> **Soru A**
Başörtüsü davalarını anlatan yazıya göre şu soruları cevaplayın:
(i) Baden-Württemberg eyaleti başörtüsü yasağını hangi yıl yasal hale getirmişti?
(ii) Fransa'daki formasyon merkezi genç kadına ne kadar tazminat ödeyecekti?
(iii) Yazara göre demokrasilerde hak taleplerinin dosyaları hakkında ne söylenebilir?
> **Soru B**
Başörtüsü davalarını anlatan yazıyı kaldığı yerden devam ettirin.

Geçen hafta “türban”ın Avrupa macerasına ilişkin iki haber düştü medyaya. Bunlardan ilki Almanya’nın Baden-Württemberg eyaletinden geliyordu. Eyaletin koyduğu başörtüsü yasağına itiraz eden Doris G. adlı bir Müslüman öğretmen, Stuttgart İdare Mahkemesi’nde açtığı davayı kazanmıştı. Biliyorsunuz, Baden-Württemberg eyaleti başörtüsü yasağını 2004 yılında yasal hale getirmişti. Ama idare mahkemesi, Doris G’nin “omuzlarını örtmeyecek şekilde” taktığı başörtüsünü eyaletin anayasaya uygun yasağına karşı bir davranış olarak nitelemeyerek söz konusu örtünün okul hayatı açısından sadece “soyut tehlike” taşıdığına hükmetti. Gazetelerde Doris G’nin fotoğrafı da yayımlandı. Gerçekten de 1984’te Müslüman olan öğretmenin başında taşıdığı “örtü” bir başörtüsü değil sahici bir “türban”dı.
İkinci haber Fransa’dan geliyordu. Bu ülkedeki başörtülü Müslüman kadın da bir dava kazanmıştı. Mahkeme bu sefer de, başörtüsü takdığı gerekçesiyle devam ettiği eğitim kursu merkezinden atılan bir kadının başvurusunu haklı bulup bir dine mensubiyetten otürü “ayrımcılık” yapıldığına hükmediyordu. Mahkemenin haksız bulduğu “formasyon merkezi”, muhasebe kurslarına kayıt yaptırdıktan sonra başörtülü olduğu gerekçesiyle uzaklaştırılan genç kadına 12 bin Euro’ya yakın tazminat ödeyecekti. Fransa’da İslamofobi’ye karşı mücadele eden CCIF adlı merkezin olaya ilişkin açıklamasında, devlet okullarında (ilk, orta, lise) başörtüsünü yasaklayan 15 Mart 2004 tarihli yasanın uygulama alanının genişletilmesinin yolunu kesmesinden dolayı kararı memnuniyetle karşıladığını bildiriyordu.
Muhakkak ki her iki kararı da fazla abartmamak ve dolayısıyla bu iki örnekten çok da iyimser sonuçlar çıkarmamak gerekir. Ancak bu kararları küçümsememek de gerekir. Avrupa’nın 11 Eylül’ün de büyük etkisiyle “keşfettiği” başörtüsü yasağına ilişkin davalar -herşeye rağmen- açılmaya devam etmekte ve bu iki örnekte olduğu gibi ortaya olumlu kararlar da çıkmaktadır. Yani mesele -bizde sıkça ifade edildiği gibi- henüz kapanmamıştır. Demokrasilerin otoriter rejimler karşısındaki üstünlüğü de buradan kaynaklanmayor mu zaten? Çünkü demokrasilerde hiçbir hak talebinin dosyası bir daha açılmamak üzere kapatılmaz. Bir demokrasi, karşılaştığı yeni talepler karşısında bocalayabilir, tereddüt geçirebilir ve hatta bu talep ne kadar “evrensel” olsa bile sırasında tutarsızlıklar sergileyebilir. Ama dosyalar hiçbir zaman bir daha açılmamak üzere kapanmaz ve tartışma tükenmez...

> **Girdiler**
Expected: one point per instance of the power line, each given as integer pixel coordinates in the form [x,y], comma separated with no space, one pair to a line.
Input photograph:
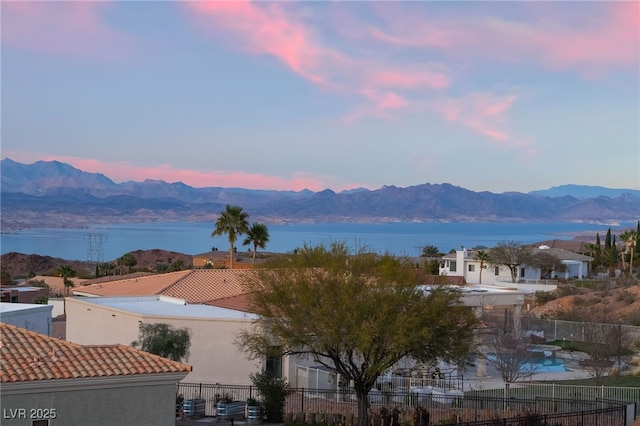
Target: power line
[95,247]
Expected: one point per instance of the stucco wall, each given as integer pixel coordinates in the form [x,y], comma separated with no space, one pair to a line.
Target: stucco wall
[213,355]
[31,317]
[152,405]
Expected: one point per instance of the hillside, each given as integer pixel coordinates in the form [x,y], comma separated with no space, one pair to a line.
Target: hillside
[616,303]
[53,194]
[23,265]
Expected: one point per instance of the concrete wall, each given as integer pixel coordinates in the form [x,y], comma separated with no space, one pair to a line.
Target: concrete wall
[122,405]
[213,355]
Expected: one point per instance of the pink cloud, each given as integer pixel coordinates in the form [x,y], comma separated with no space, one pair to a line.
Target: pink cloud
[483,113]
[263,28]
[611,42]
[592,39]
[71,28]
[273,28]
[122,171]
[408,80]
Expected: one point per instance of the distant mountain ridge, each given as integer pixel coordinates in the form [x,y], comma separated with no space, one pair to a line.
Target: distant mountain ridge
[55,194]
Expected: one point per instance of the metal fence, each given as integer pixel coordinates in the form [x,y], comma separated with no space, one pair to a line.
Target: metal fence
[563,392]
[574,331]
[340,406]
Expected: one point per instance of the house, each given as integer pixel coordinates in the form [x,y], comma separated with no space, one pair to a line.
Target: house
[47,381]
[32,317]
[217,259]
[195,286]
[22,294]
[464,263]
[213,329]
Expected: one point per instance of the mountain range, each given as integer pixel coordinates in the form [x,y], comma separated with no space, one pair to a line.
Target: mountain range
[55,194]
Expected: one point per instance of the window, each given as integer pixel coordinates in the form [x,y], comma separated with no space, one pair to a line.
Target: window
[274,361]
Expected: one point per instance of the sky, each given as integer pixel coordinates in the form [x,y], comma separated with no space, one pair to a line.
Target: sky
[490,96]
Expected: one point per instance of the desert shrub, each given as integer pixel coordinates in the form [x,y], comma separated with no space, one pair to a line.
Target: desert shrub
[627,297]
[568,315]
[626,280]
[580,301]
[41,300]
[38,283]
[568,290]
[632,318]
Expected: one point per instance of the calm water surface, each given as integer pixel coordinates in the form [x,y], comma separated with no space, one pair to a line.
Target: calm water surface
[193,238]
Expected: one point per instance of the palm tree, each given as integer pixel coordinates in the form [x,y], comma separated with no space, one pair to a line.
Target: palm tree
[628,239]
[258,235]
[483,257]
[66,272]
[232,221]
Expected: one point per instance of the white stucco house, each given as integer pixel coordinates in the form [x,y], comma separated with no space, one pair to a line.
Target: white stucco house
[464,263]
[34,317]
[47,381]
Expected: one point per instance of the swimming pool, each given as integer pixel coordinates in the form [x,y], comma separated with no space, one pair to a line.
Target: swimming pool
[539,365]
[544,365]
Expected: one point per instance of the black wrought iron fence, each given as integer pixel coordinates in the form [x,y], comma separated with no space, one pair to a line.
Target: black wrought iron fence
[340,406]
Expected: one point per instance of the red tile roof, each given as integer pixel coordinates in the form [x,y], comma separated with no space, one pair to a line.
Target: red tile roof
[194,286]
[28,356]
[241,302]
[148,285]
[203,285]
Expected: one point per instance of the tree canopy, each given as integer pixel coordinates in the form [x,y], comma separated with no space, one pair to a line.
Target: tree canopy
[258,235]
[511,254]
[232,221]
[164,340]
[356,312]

---

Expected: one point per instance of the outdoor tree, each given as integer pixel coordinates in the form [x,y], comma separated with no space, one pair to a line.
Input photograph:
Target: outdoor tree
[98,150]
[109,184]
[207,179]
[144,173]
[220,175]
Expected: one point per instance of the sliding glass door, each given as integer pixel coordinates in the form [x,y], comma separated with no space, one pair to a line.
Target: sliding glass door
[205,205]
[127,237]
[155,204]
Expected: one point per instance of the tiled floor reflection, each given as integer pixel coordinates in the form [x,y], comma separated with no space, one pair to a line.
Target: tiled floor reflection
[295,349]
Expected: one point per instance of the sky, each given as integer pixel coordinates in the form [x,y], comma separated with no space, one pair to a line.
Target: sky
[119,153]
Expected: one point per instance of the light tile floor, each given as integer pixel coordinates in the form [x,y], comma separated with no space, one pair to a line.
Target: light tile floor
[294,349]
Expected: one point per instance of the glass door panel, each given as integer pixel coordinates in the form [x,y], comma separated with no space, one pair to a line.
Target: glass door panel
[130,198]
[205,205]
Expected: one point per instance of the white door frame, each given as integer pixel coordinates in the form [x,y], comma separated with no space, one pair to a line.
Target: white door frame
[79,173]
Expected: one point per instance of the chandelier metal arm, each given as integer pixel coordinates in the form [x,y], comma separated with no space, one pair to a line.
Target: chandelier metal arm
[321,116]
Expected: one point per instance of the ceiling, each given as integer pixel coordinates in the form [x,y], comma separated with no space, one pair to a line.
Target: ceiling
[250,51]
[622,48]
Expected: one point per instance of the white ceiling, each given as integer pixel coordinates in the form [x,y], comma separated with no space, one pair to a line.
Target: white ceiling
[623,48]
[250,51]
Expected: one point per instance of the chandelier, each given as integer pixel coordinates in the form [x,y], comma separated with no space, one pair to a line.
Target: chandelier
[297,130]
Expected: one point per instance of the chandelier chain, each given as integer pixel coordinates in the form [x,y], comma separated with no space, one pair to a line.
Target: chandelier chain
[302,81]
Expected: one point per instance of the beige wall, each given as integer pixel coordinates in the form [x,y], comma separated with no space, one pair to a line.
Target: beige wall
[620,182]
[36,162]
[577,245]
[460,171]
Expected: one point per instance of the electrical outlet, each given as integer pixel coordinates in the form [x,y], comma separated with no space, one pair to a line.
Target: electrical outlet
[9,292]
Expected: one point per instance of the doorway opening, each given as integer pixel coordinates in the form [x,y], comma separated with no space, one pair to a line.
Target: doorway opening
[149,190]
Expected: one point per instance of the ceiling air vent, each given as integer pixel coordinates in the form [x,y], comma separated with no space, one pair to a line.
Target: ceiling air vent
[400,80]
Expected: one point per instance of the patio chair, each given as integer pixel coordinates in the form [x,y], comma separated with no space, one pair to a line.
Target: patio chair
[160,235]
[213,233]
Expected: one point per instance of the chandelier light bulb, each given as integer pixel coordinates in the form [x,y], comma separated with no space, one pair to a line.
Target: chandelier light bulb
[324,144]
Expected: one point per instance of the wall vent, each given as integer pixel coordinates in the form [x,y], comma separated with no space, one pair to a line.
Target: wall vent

---

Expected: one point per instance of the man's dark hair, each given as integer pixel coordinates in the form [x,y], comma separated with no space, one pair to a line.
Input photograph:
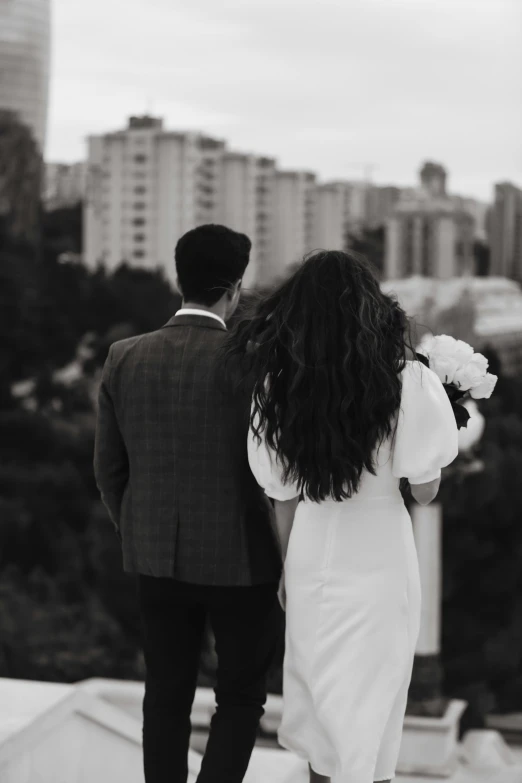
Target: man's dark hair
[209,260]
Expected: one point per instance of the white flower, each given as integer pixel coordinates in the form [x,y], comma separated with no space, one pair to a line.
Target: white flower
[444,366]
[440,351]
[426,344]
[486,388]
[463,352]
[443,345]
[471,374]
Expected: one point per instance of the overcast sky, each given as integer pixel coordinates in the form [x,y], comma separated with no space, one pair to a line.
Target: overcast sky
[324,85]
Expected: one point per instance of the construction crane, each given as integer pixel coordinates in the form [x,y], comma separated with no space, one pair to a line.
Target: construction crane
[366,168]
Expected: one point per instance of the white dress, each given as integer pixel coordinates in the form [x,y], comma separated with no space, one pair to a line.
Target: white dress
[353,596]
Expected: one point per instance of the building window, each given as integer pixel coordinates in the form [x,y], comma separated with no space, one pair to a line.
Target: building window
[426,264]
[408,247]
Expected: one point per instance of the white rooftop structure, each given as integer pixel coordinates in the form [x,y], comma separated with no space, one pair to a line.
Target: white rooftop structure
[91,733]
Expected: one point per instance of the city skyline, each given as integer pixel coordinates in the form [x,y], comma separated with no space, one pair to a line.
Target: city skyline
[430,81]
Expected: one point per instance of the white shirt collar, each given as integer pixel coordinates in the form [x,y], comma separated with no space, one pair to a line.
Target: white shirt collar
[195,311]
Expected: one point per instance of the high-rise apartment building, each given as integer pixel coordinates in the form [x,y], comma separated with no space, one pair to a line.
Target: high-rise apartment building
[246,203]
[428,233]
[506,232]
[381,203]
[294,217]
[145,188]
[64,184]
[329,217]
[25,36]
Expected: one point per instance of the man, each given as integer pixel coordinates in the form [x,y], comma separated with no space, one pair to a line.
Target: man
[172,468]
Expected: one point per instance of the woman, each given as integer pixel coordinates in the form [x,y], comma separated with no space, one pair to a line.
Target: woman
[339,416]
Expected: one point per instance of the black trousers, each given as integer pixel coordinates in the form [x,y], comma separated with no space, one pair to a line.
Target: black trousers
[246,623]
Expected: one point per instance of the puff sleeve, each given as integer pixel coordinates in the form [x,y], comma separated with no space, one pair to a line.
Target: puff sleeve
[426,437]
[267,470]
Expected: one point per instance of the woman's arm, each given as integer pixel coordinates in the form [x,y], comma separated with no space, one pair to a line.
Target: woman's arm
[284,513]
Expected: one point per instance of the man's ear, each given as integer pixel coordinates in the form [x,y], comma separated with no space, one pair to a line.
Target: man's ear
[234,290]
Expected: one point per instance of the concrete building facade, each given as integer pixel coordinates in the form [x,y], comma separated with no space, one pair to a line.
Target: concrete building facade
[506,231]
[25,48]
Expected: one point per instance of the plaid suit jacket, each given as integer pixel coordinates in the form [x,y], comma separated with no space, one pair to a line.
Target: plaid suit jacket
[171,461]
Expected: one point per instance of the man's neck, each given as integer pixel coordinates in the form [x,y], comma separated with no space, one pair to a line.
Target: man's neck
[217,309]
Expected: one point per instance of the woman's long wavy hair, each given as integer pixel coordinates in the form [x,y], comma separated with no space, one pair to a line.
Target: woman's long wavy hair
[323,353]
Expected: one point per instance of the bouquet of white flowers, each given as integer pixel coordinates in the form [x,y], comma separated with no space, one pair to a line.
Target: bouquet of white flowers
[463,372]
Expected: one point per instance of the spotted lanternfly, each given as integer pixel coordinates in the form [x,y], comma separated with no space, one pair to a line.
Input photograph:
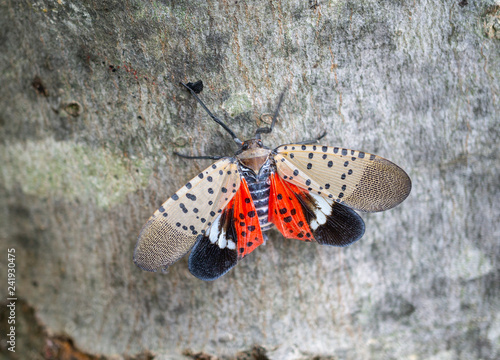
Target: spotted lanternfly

> **Yazılı cevap A**
(i) 2004 yılında.
(ii) 12 bin Euro'ya yakın.
(iii) Demokrasilerde hiçbir hak talebinin dosyası bir daha açılmamak üzere kapatılmaz.

> **Yazılı cevap B**
Prof. Şükrü Hanioğlu, bu kış Zaman’da yayımlanan bir yazısında demokrasilerin bu “yerinde saymayan” ruh halini Amerika’nın “Kurucu Babaları”nın önde gelenlerinden birisinin ortalığı dolduran bütün “özgürlük beyannameleri”ne rağmen kaç köleye sahip olduğunu hatırlatarak güzel açıklıyordu. Demek ki korkulacak, uzak durulacak yönetimler-rejimler , “dosyaları bir daha açılmayacak şekilde kapatan”lardır.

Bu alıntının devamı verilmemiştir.